# ENTRIES SHOWN
*** Begin section ***
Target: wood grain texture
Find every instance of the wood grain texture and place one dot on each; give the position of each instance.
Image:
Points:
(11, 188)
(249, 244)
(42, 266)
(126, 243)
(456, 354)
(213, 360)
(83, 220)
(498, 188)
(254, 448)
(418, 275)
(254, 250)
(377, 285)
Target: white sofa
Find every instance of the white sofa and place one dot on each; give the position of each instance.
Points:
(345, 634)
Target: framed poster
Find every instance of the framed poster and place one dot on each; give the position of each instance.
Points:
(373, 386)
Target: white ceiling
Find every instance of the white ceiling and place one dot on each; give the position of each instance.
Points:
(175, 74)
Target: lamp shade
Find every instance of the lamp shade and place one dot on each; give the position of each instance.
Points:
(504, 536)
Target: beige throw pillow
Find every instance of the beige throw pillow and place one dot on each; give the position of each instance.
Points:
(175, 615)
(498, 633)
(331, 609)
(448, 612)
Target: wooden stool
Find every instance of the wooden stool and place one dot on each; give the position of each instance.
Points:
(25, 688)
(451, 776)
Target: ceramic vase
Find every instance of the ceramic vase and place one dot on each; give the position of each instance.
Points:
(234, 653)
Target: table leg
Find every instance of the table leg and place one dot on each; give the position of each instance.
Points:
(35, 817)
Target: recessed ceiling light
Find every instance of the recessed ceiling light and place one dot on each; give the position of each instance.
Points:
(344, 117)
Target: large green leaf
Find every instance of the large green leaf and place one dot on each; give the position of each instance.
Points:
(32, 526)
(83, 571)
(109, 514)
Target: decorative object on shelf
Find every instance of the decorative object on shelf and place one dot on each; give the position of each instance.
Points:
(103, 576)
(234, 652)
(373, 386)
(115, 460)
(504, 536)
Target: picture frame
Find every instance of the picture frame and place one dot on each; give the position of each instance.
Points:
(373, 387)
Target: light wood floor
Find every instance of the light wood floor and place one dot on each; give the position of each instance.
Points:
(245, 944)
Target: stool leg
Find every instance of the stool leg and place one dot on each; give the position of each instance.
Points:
*** End section ***
# AIM OF THE TASK
Everything from the line with "Find every instance of the white ceiling" through the line with "Target: ceramic vase" in the listing above must be retyped exactly, with nothing added.

# EXERCISE SOLUTION
Find every instance of the white ceiling and place one dot on each; give the position of each instance.
Points:
(175, 74)
Target: lamp shade
Find every instance of the lamp shade and place one dot on each; give the position of each instance.
Points:
(504, 536)
Target: beige throw pillow
Find every instance of the beige throw pillow and place one dot on each; give the position of each instance.
Points:
(175, 615)
(498, 633)
(331, 609)
(448, 612)
Target: wooden stool
Find every instance of the wooden stool and place one dot on each; give the position of each instance.
Points:
(25, 688)
(451, 776)
Target: ceramic vase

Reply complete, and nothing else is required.